- [Exercise goal]: Set down the material below in full, matching it exactly.

(Coordinate annotation records)
..........

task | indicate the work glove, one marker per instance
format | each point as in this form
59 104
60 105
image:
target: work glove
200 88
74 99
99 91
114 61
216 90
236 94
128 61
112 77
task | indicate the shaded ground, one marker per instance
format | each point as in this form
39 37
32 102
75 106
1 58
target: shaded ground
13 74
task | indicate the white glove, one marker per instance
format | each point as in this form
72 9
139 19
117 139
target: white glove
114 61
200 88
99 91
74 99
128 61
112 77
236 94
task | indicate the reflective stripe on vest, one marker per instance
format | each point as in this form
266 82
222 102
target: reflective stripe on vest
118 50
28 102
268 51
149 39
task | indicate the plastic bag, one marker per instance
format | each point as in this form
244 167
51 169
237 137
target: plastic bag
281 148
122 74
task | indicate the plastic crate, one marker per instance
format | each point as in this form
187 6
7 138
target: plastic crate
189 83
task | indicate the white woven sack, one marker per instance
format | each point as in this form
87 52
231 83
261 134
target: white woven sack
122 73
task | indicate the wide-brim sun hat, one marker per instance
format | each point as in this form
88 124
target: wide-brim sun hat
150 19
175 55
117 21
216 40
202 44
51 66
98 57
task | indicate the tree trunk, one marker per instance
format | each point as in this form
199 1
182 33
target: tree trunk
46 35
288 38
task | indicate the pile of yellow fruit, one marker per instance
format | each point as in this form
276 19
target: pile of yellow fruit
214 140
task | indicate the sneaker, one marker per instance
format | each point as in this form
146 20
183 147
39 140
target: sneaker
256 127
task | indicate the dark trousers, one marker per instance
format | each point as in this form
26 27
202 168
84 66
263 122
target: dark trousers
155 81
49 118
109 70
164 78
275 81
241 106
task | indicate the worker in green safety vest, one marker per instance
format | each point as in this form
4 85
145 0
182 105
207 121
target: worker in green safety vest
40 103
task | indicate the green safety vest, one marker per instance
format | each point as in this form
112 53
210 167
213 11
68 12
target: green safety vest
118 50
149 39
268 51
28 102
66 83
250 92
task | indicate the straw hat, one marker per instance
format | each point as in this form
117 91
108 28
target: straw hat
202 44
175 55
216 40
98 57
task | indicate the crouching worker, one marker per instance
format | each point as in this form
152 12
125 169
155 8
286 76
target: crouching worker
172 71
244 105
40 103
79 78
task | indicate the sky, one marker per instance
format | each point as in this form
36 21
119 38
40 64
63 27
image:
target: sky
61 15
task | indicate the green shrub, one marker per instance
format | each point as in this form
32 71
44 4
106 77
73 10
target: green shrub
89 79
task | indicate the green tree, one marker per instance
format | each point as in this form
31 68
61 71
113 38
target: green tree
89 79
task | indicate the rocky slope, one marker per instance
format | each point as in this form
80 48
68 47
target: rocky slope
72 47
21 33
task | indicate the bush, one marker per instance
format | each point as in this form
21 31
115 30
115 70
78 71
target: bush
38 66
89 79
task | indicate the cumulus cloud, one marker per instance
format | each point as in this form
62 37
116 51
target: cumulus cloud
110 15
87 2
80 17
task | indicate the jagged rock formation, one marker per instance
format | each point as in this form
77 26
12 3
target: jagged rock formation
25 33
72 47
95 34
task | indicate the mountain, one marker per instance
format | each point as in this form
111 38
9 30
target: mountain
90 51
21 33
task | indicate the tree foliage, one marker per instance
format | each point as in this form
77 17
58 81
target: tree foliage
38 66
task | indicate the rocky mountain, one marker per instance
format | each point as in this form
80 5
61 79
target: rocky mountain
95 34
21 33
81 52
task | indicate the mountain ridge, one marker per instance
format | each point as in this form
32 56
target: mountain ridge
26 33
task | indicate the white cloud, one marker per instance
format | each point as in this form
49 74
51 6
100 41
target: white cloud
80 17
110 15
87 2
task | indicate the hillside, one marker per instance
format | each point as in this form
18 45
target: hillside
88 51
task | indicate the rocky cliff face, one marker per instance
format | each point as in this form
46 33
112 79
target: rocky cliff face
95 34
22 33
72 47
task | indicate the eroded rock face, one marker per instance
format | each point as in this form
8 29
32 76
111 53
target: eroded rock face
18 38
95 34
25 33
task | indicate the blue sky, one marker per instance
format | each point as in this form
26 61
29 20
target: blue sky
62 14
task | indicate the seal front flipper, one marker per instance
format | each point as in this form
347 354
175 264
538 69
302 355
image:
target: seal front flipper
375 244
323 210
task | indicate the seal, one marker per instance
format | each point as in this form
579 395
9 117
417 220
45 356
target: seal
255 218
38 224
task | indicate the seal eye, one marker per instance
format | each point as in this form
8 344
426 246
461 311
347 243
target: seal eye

..........

- [Written response]:
task | indicate the work glove, one marker per instance
format | each point as in this form
59 104
60 105
image:
target: work glove
200 88
74 99
99 91
114 61
216 90
236 94
128 61
112 77
task | indicate the shaded ground, one marker per instance
format | each point as in this form
39 37
32 102
75 106
1 58
target: shaded ground
13 74
task | indicate the white glove, one marker per instance
format | each point as in this form
72 9
139 19
117 139
target: white glove
114 61
200 88
99 91
74 99
128 61
112 77
236 94
task | indicate the reflective stripe on vest, one marker per instance
format | each point as in this form
266 82
222 102
target: reflective stripe on vest
118 50
28 102
268 51
149 39
task | indicate the plastic bag, one marker per instance
format | each point as in this form
244 167
51 169
237 137
target: plastic bag
281 148
122 74
task | indicate the plastic crate, one marker per instance
format | each point as in this form
187 6
7 138
target: plastic crate
189 83
task | indicate the white woven sack, one marker per instance
format | each point as in this form
87 52
231 83
261 134
target: white woven sack
122 73
task | indicate the wide-brim sun hat, one marker per instance
format | each point as in this form
88 124
target: wide-brim sun hat
150 19
175 55
117 21
216 40
202 44
51 66
98 57
task | indicate the tree trunk, one marker per instance
format | each point as in this form
199 1
182 33
target: tree trunk
46 35
288 38
task | indicate the pile of yellow fruit, one marker per instance
format | each point as in this form
276 19
target: pile of yellow fruit
214 140
task | indicate the sneaker, one marker per instance
format | each point as in this form
146 20
183 147
39 140
target: sneaker
256 127
task | indicate the dark trousers, one marker per instance
format | each point as in this form
26 27
202 168
84 66
263 122
target: dark trousers
155 81
49 118
109 70
164 78
275 81
241 106
task | indicate the worker in green safety vest, one marker per instance
format | each point as in this form
4 85
145 0
182 105
207 121
target: worker in green safety vest
40 103
task | indicate the green safety vest, one marker per instance
format | each point as in this form
112 53
210 167
213 11
68 12
target: green safety vest
118 50
149 39
268 51
28 102
66 83
250 92
task | indicate the straw hat, one marker per instance
format | each point as in this form
117 91
108 28
target: straw hat
202 44
175 55
216 40
98 57
task | indicate the crouching worker, one marker per instance
format | each point as in this form
152 12
125 169
155 8
286 76
target: crouching worker
172 71
244 105
40 103
79 78
task | indicate the sky, one marker per instance
format | each point as in this form
36 21
119 38
40 64
63 27
image:
target: sky
61 15
task | indicate the green shrub, one marker per instance
format | each point as in this form
32 71
44 4
106 77
73 10
target: green shrub
89 79
task | indicate the green tree, one marker per instance
format | each point as in this form
31 68
61 71
113 38
target: green tree
89 79
task | indicate the rocky slope, one marker per instance
format | each point as in this form
80 48
68 47
target: rocky slope
72 47
21 33
task | indicate the bush, one marker per instance
format | each point as in this form
21 31
115 30
115 70
78 71
target: bush
38 66
89 79
task | indicate the cumulus cloud, one marker per instance
format | each point as in this form
62 37
116 51
target: cumulus cloud
110 15
87 2
80 17
task | indicate the jagged rock formation, one marker per instance
format | each point as in this form
77 26
12 3
target: jagged rock formation
25 33
72 47
95 34
task | indicate the mountain, one marker per instance
format | each point as in this form
111 38
9 30
target: mountain
90 51
21 33
task | indicate the tree foliage, one marker per instance
format | each point as in this form
77 17
58 81
target: tree foliage
38 66
task | indicate the rocky mountain, one marker per instance
format | each point as in this form
80 5
61 79
target: rocky mountain
95 34
21 33
81 52
task | indicate the mountain ridge, one marker per instance
format | each point as in this form
32 56
target: mountain ridge
26 33
task | indicate the white cloud, one marker per instance
format | each point as in this form
49 74
51 6
100 41
target: white cloud
80 17
110 15
87 2
task | indicate the hillside, one marker per instance
format | each point as in this form
18 45
target: hillside
88 51
task | indicate the rocky cliff face, one marker per instance
format | each point as in this form
46 33
112 79
target: rocky cliff face
95 34
22 33
72 47
task | indicate the eroded rock face, one marker per instance
format | each point as in this form
8 29
32 76
111 53
target: eroded rock face
18 38
95 34
25 33
task | indicate the blue sky, one marker per instance
format | each point as in this form
26 61
29 20
target: blue sky
62 14
task | indicate the seal front flipper, one marker per instance
format | each point as in this form
347 354
175 264
538 69
302 355
image:
target: seal front flipper
375 244
323 210
task | indicate the seal, one marker per instance
format | each point as in this form
579 395
9 117
417 220
45 356
target: seal
255 218
38 224
task | indicate the seal eye, one marker per instance
format | each point as in this form
8 344
426 246
461 311
347 243
target: seal eye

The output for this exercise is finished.